■ EXERCISE AIM ■
Every record should be written out again in full, with no character altered.

· · · · ·

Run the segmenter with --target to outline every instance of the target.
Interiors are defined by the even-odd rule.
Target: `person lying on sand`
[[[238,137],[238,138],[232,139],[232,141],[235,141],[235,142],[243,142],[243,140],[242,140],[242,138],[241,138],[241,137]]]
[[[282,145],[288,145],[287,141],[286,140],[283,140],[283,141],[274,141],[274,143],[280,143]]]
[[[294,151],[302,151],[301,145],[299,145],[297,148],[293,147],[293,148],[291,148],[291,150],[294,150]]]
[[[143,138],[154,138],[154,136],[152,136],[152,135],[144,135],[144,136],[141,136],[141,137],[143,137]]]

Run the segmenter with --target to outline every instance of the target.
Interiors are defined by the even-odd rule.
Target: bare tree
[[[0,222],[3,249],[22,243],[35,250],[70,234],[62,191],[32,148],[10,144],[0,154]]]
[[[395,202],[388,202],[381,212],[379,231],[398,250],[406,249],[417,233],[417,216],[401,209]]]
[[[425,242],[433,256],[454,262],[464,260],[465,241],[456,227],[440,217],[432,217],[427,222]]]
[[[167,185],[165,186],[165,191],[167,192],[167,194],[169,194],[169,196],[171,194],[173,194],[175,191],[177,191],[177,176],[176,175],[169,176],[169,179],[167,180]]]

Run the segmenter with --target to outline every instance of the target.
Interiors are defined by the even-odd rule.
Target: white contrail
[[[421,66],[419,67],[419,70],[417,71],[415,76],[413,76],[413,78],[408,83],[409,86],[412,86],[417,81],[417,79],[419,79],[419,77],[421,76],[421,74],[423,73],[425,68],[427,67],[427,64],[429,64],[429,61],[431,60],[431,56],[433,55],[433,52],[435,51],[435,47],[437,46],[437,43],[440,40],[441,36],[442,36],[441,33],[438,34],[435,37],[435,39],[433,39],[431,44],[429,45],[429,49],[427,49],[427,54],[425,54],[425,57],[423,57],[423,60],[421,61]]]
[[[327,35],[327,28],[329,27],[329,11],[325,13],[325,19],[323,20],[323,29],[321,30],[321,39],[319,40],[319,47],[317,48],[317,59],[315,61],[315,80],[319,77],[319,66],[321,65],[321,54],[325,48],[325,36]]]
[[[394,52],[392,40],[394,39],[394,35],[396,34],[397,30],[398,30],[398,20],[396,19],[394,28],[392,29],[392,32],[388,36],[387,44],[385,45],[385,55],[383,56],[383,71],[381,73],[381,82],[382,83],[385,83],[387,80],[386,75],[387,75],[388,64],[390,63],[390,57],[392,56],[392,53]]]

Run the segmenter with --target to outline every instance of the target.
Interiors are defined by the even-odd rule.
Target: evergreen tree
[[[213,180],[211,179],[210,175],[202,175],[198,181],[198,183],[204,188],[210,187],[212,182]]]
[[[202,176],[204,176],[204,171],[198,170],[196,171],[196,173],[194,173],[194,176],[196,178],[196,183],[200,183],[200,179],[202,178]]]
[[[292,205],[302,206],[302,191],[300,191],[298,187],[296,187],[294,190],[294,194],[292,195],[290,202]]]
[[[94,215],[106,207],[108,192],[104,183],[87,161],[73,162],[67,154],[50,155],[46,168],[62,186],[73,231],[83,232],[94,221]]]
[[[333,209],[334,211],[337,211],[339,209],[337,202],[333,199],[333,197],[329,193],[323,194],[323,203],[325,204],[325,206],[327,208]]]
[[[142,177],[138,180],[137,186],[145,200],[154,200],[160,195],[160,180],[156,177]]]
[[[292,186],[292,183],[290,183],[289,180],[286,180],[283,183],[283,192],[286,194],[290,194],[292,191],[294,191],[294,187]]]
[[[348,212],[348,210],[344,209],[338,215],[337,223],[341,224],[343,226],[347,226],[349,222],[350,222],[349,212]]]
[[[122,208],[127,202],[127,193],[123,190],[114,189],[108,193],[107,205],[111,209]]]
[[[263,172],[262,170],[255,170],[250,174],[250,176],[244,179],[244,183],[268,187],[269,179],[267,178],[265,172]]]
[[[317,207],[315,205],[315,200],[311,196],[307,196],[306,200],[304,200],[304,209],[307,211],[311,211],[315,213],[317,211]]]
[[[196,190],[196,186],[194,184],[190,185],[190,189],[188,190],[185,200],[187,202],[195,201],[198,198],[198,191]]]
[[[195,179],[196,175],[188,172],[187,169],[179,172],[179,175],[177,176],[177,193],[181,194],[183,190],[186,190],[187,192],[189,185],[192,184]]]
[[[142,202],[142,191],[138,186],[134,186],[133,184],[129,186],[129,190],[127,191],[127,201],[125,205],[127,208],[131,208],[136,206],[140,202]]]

· · · · ·

■ REPLY ■
Run the segmenter with --target to outline every instance of the target.
Interiors are defined by the even-odd rule.
Target: `person lying on sand`
[[[238,137],[238,138],[232,139],[232,141],[235,141],[235,142],[243,142],[243,140],[242,140],[242,138],[241,138],[241,137]]]
[[[282,145],[288,145],[287,141],[286,140],[283,140],[283,141],[274,141],[274,143],[280,143]]]
[[[294,151],[302,151],[301,145],[299,145],[297,148],[293,147],[293,148],[291,148],[291,150],[294,150]]]
[[[143,138],[154,138],[154,136],[152,136],[152,135],[144,135],[144,136],[141,136],[141,137],[143,137]]]

Run the segmenter with --target to outline every instance of the target.
Interiors are defined by the even-odd rule.
Target: bare tree
[[[0,222],[3,249],[22,243],[35,250],[70,234],[62,191],[32,148],[10,144],[0,154]]]
[[[395,202],[388,202],[381,212],[379,231],[398,250],[406,249],[417,233],[417,216],[401,209]]]
[[[425,242],[433,256],[454,262],[464,260],[465,241],[456,227],[440,217],[432,217],[427,222]]]
[[[167,185],[165,186],[165,191],[167,192],[167,194],[169,194],[169,196],[171,194],[173,194],[175,191],[177,191],[177,176],[176,175],[169,176],[169,179],[167,180]]]

Run the segmenter with --target to outline every instance of the target.
Interiors are defined by the even-odd rule.
Target: white contrail
[[[421,66],[419,67],[419,70],[417,71],[415,76],[413,76],[413,78],[408,83],[409,86],[412,86],[417,81],[417,79],[419,79],[419,77],[421,76],[421,74],[423,73],[425,68],[427,67],[427,64],[429,64],[429,61],[431,60],[431,56],[433,55],[433,52],[435,51],[435,47],[437,46],[437,43],[440,40],[441,36],[442,36],[441,33],[438,34],[435,37],[435,39],[433,39],[431,44],[429,45],[429,49],[427,49],[427,54],[425,54],[425,57],[423,57],[423,60],[421,61]]]
[[[327,35],[327,28],[329,27],[329,11],[325,13],[325,19],[323,20],[323,29],[321,30],[321,39],[319,40],[319,47],[317,48],[317,59],[315,61],[315,80],[319,77],[319,66],[321,65],[321,54],[325,48],[325,36]]]
[[[394,52],[392,40],[394,39],[394,35],[396,34],[397,30],[398,30],[398,20],[396,19],[394,28],[392,29],[392,32],[388,36],[387,44],[385,45],[385,55],[383,56],[383,71],[381,73],[381,82],[382,83],[385,83],[387,80],[386,75],[387,75],[388,64],[390,63],[390,57],[392,56],[392,53]]]

Run the segmenter with --target to outline every instance of the target.
Interiors are defined by the even-odd rule.
Target: evergreen tree
[[[213,180],[211,179],[210,175],[202,175],[198,181],[198,183],[204,188],[210,187],[212,182]]]
[[[202,176],[204,176],[204,171],[198,170],[196,171],[196,173],[194,173],[194,176],[196,178],[196,183],[200,183],[200,179],[202,178]]]
[[[292,205],[302,206],[302,191],[300,191],[298,187],[296,187],[294,190],[294,194],[292,195],[290,202]]]
[[[94,215],[106,207],[108,192],[104,183],[87,161],[73,162],[67,154],[50,155],[46,168],[62,186],[73,231],[83,232],[94,221]]]
[[[333,209],[334,211],[337,211],[339,209],[337,202],[333,199],[333,197],[329,193],[323,194],[323,203],[325,204],[325,206],[327,208]]]
[[[142,177],[138,180],[137,186],[145,200],[154,200],[160,195],[160,180],[156,177]]]
[[[292,186],[292,183],[290,183],[289,180],[286,180],[283,183],[283,192],[286,194],[290,194],[292,191],[294,191],[294,187]]]
[[[348,212],[348,210],[344,209],[338,215],[337,223],[341,224],[343,226],[347,226],[349,222],[350,222],[349,212]]]
[[[122,208],[127,202],[127,193],[123,190],[114,189],[108,193],[107,205],[111,209]]]
[[[263,172],[262,170],[255,170],[250,174],[250,176],[244,179],[244,183],[268,187],[269,179],[267,178],[265,172]]]
[[[317,207],[315,205],[315,200],[311,196],[307,196],[306,200],[304,200],[304,209],[307,211],[311,211],[315,213],[317,211]]]
[[[196,190],[196,186],[194,184],[190,185],[190,189],[188,190],[185,200],[187,202],[195,201],[198,198],[198,191]]]
[[[195,179],[196,175],[188,172],[187,169],[179,172],[179,175],[177,176],[177,193],[181,194],[183,190],[186,190],[187,192],[189,185],[192,184]]]
[[[142,202],[142,191],[138,186],[134,186],[133,184],[129,186],[129,190],[127,191],[127,201],[125,205],[127,208],[131,208],[136,206],[140,202]]]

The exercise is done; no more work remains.